SELECTED PASSAGE:
=-=-=

As a coda to the post last week on this psalm, a week ahead of schedule, we note that the psalm arrives at the beginning of Refugee Week in Australia. Each year a theme is chosen, this year’s being Unity.
Psalm 9 is not obviously a call for attention to the painful plight of asylum seekers and refugees. In general, the psalm is thankful for past successes.
However, it continually reminds the reader throughout of the need to follow divine standards of equity, by paying heed to the poor, the afflicted and oppressed.
Putting on our selective lenses tuned to the refugee wavelength, sure enough we can read phrases as entirely relevant. The psalmist avers that God:
- judges people with equity (8)
- is a stronghold for the oppressed (9)
- does not forget the cry of the afflicted (12)
Then towards the end we read:
18 For the needy shall not always be forgotten, nor the hope of the poor perish for ever.
Similar references continue in Psalm 10 which, as pointed out in the previous post, together with Psalm 9 was originally part of the same song.
This could easily be an example of reverse engineering, reading into the text our own predilections. The poor and oppressed are widespread across the communities of the world, whether displaced persons or not. Yet the Psalter as a whole, rooted in the experience of an oppressed people violently displaced from Egypt as an undesirable foreign minority, is alive with the undercurrent of justice and equity for all, particularly the outcast.
More specific references to the refugee appear in several other psalms. Remember for example Psalm 107 which we sang in March this year (read more>). This first song in the final Book V of the psalms recalls the gathering in from all points of the compass of a fragmented and wandering people, hungry and thirsty’.
… gathered in from the lands, from the east and from the west, from the north and from the south. Some wandered in desert wastes, finding no way to an inhabited town (3, 4)
A few pages earlier, Psalm 105 builds its story on the experiences of both Jacob and Joseph as aliens and refugees in ‘the land of Ham’, in Egypt.
While this is a model for empathy towards the alien, we can’t take it too far. First, though treated as slaves, the Israelites were not likely to integrate. Their exceptionalism is part of the myth. The narrative plot required that they would escape to try somewhere else.
Second, unity requires unusual broad mindedness on the part of both immigrant and host nation. Given humanity’s genetic wiring for tribalism and protectionism, one might almost say ‘super-human’ broad mindedness.
Third, wrangles over legal refugee status are a relatively recent construct — if post-Westphalian sovereignty spawned in 1648 is to be considered recent. Since then, the nation state, its boundaries and citizenship have become ever more formalised. The psalms imagine that the oppressed of any category and source, whether financial, geographic, tribal, national, racial or religious, might gain safety under the ‘steadfast love’ of the divine hand; and hopefully, as sought in the Refugee Council’s theme for 2021, unity in their adoptive land. With this in mind, the final prayer of Psalm 9:19, 20 sounds more like a call to nations, including Australia, to take a humane approach:
19 Rise up, O God! Do not let mortals prevail; let the nations be judged before you. 20 Put them in fear, O God; let the nations know that they are only human.
All this is probably straying beyond the bounds of the aims of this blog, and perhaps of the psalmist. The main purpose is to introduce appropriate music. So to repeat the previous entry on Psalm 9, at Woden Valley on 20 June we turn to an immigrant tune from overseas, in this case an enticing Paraguayan traditional tune Ore mboriajú (On the poor) in Psalms for All Seasons 9A.
The song seems to have been brought to the ecumenical community by the prolific Pablo Sosa who died last year. Arranged by John Bell, the song is typically easy to sing and swings along. It is certainly appropriate to the theme of refugees, who are included in the poor of the world.
A light backing from a stringed instrument, in our case a mandolin, will help us to roll around the somewhat predictable but enjoyable ‘circle of fifths’ chords: I-IV-V-I-VI-ii-V7-I. Good for a group sing. Percussion anyone?
We will sing the verses, suitably paraphrased to fit, to the same tune.

=-=-=

WHAT YOU HAVE TO DO: Do statements (a), (b), and (c) agree with the post on Psalm 9? For each, answer yes or no and quote the words of the post that settle it. (a) This year's Refugee Week theme is Unity. (b) Psalm 9 and Psalm 10 were originally separate songs. (c) Pablo Sosa arranged the Paraguayan song. The items have nothing to do with this.

[Free-text descriptions of objects]
=-=-=

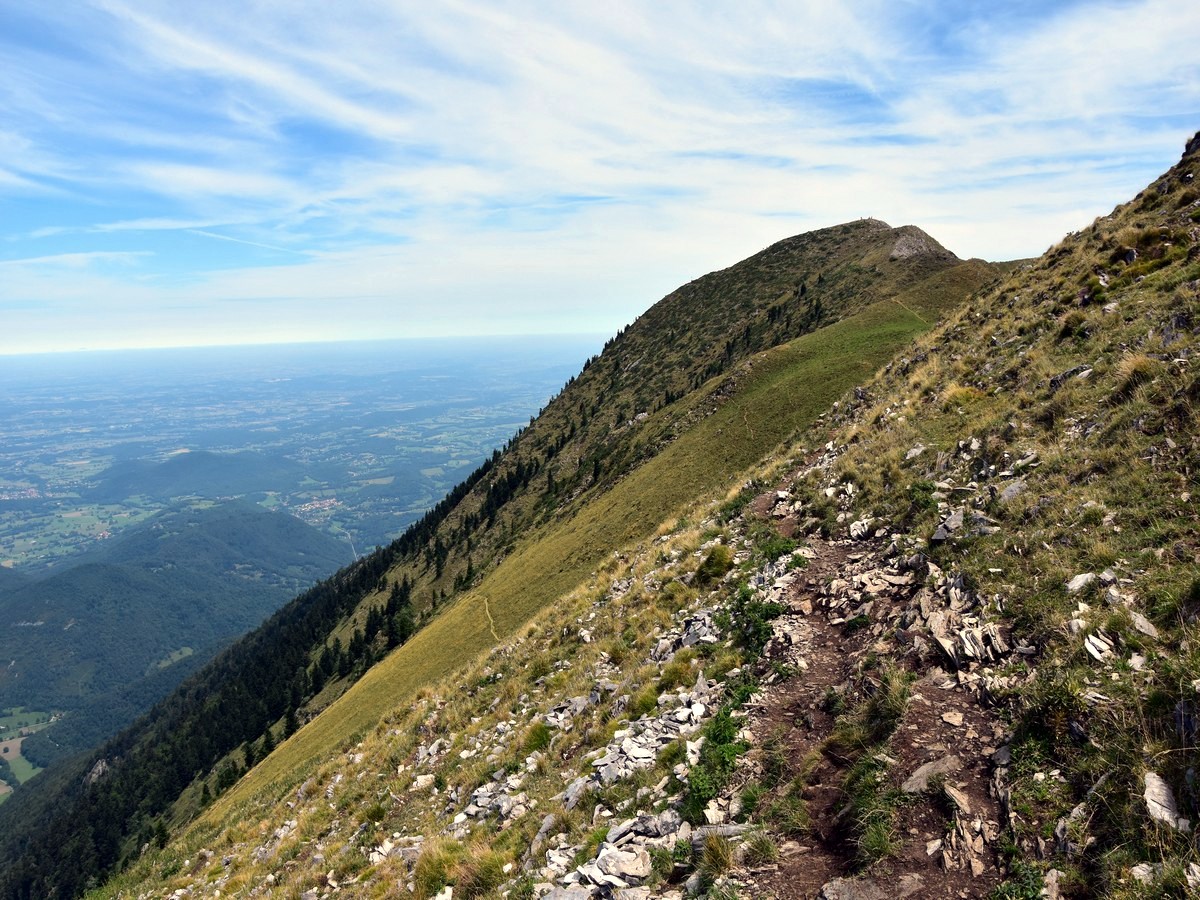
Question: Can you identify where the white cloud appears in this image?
[0,0,1200,350]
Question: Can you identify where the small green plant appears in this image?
[521,720,553,754]
[454,847,505,899]
[696,544,733,586]
[988,859,1044,900]
[413,838,466,898]
[739,781,767,821]
[767,778,812,838]
[696,834,733,883]
[625,684,659,719]
[745,830,779,865]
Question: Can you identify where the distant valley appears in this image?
[0,336,598,573]
[0,338,600,785]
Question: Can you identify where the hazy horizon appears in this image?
[0,0,1200,354]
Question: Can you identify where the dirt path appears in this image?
[739,518,1004,900]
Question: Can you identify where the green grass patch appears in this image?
[208,263,990,817]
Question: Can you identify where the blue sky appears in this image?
[0,0,1200,353]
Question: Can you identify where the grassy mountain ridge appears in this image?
[0,502,347,767]
[87,136,1200,900]
[0,222,994,895]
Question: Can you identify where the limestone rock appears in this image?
[1067,572,1100,594]
[900,754,962,793]
[1142,772,1192,832]
[820,875,924,900]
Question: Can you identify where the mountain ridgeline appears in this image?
[0,500,350,767]
[0,220,997,896]
[84,136,1200,900]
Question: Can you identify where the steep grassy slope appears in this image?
[235,256,991,797]
[0,502,348,767]
[88,136,1200,900]
[5,221,992,895]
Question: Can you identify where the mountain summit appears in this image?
[2,133,1200,900]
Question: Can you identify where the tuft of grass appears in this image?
[744,830,779,865]
[696,544,733,586]
[413,838,467,900]
[696,834,734,884]
[521,720,553,754]
[1115,353,1160,401]
[454,847,505,900]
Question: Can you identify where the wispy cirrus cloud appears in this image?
[0,0,1200,352]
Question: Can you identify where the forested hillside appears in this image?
[77,130,1200,900]
[0,220,996,896]
[0,502,349,767]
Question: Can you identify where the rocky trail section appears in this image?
[720,445,1012,900]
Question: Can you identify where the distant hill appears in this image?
[0,565,29,594]
[88,450,304,503]
[0,502,349,764]
[0,214,998,893]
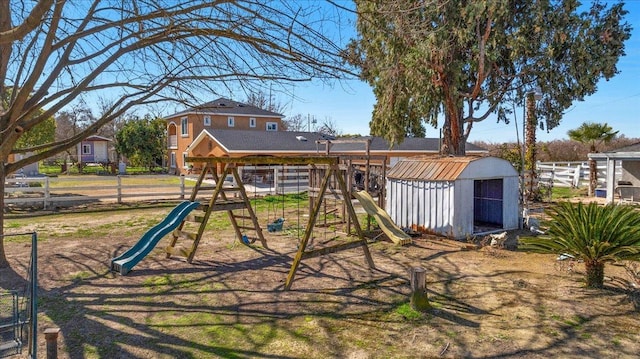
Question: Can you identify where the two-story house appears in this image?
[165,98,284,174]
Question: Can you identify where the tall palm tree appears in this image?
[567,122,618,196]
[521,202,640,288]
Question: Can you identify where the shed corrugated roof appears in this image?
[387,156,482,181]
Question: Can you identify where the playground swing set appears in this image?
[111,156,406,290]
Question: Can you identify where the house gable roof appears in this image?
[165,97,284,119]
[82,135,111,142]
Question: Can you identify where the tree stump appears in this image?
[409,267,431,312]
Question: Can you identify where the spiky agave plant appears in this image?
[521,202,640,288]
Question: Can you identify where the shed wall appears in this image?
[386,179,455,235]
[502,176,520,230]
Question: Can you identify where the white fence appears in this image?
[537,162,622,188]
[4,176,195,209]
[4,166,309,209]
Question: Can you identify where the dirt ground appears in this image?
[0,202,640,359]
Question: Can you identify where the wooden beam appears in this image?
[185,156,340,165]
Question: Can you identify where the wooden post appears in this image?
[44,328,60,359]
[116,175,122,204]
[409,267,431,312]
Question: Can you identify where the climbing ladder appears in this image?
[166,163,267,263]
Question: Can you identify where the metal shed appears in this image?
[386,156,520,239]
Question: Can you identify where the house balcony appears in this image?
[169,135,178,149]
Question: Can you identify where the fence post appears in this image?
[573,165,582,188]
[44,328,60,359]
[42,177,51,209]
[116,175,122,204]
[180,175,184,199]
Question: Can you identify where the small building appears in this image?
[588,143,640,203]
[165,98,285,174]
[77,135,111,163]
[386,156,520,239]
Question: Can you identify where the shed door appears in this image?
[473,179,503,228]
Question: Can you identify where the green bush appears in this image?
[521,202,640,288]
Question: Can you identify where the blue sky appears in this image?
[278,0,640,143]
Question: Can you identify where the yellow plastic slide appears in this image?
[353,191,411,245]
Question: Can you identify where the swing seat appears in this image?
[267,217,284,232]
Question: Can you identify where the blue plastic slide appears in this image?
[111,201,200,275]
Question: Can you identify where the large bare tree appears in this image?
[0,0,352,266]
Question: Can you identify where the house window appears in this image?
[182,152,188,168]
[180,117,189,137]
[82,143,91,155]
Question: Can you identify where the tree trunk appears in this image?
[589,144,598,197]
[409,267,431,312]
[584,260,604,288]
[0,161,9,268]
[440,82,466,156]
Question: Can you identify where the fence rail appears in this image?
[537,162,622,188]
[4,176,195,209]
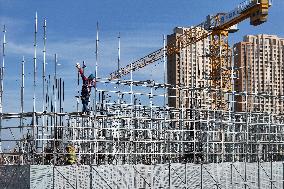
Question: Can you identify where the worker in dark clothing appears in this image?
[76,63,96,112]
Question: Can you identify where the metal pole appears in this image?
[0,25,6,152]
[32,12,38,164]
[20,56,25,164]
[41,19,46,164]
[54,54,57,112]
[20,56,25,127]
[42,19,46,111]
[33,12,37,112]
[0,25,7,113]
[93,22,99,115]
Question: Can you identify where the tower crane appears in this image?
[110,0,272,109]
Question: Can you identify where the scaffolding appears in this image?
[0,8,284,188]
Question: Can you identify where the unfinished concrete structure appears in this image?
[0,1,284,189]
[167,27,210,108]
[234,34,284,114]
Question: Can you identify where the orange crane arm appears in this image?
[109,0,271,80]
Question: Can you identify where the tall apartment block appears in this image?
[234,34,284,114]
[167,27,210,108]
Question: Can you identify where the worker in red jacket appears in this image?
[76,63,96,112]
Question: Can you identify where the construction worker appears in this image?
[76,63,96,112]
[66,145,77,165]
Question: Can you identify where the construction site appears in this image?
[0,0,284,189]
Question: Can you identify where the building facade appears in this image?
[234,34,284,114]
[167,27,210,108]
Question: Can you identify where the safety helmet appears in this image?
[88,74,95,80]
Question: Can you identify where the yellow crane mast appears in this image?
[110,0,271,109]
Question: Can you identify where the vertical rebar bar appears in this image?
[0,25,7,113]
[42,19,46,112]
[41,19,46,164]
[0,25,6,152]
[33,12,37,112]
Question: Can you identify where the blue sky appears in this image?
[0,0,284,112]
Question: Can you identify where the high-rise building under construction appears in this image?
[167,27,210,108]
[234,34,284,114]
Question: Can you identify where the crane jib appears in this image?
[220,0,257,26]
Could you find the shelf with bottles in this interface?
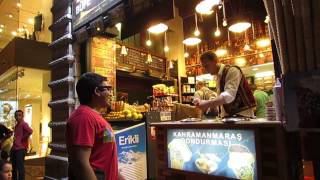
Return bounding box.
[254,76,275,91]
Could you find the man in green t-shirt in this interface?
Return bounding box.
[251,84,269,118]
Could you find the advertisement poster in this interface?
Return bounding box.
[115,123,147,180]
[167,129,258,180]
[90,37,116,92]
[72,0,120,29]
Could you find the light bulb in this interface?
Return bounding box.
[243,44,250,51]
[146,39,152,46]
[222,19,228,27]
[164,46,169,52]
[193,28,200,36]
[214,28,221,37]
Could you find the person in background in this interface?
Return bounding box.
[0,124,13,160]
[0,160,12,180]
[194,81,217,100]
[194,81,218,119]
[193,51,255,118]
[10,110,32,180]
[65,72,123,180]
[251,84,269,118]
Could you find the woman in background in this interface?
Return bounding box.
[0,160,12,180]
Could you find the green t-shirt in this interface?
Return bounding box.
[253,90,269,118]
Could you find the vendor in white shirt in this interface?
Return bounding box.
[194,51,255,118]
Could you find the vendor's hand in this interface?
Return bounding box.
[196,100,211,112]
[192,98,201,106]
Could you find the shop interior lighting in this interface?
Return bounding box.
[234,57,247,67]
[196,0,220,15]
[214,12,221,37]
[259,53,264,58]
[255,71,274,78]
[163,46,169,52]
[228,21,251,33]
[148,23,168,34]
[146,32,152,46]
[11,31,17,36]
[264,16,270,24]
[222,1,228,27]
[215,49,228,57]
[243,44,251,51]
[163,32,169,52]
[257,39,271,48]
[147,54,152,63]
[120,45,128,56]
[214,28,221,37]
[183,37,201,46]
[115,23,122,32]
[28,18,34,24]
[169,60,173,69]
[193,13,200,36]
[196,74,214,81]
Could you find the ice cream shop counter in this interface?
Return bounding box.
[151,119,290,180]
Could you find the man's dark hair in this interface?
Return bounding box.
[200,51,218,61]
[14,109,23,115]
[0,159,10,171]
[76,72,107,105]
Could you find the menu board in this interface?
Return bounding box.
[167,129,258,180]
[90,37,116,87]
[116,123,147,179]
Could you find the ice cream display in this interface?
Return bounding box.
[228,144,255,180]
[195,153,221,174]
[168,139,192,170]
[167,129,257,180]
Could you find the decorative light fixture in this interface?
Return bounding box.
[215,49,228,57]
[243,31,251,51]
[146,54,152,63]
[259,53,264,58]
[183,37,201,46]
[146,32,152,46]
[28,18,34,24]
[196,0,220,15]
[163,32,169,52]
[214,12,221,37]
[222,1,228,27]
[228,21,251,33]
[169,60,173,69]
[148,23,168,34]
[11,31,17,36]
[243,44,251,51]
[255,71,274,78]
[120,45,128,56]
[234,57,247,67]
[264,16,270,24]
[256,38,271,48]
[193,13,200,36]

=-=-=

RESULT OF THIS EXERCISE:
(a) Yes: "Each year a theme is chosen, this year’s being Unity."
(b) No: "together with Psalm 9 was originally part of the same song."
(c) No: "Arranged by John Bell"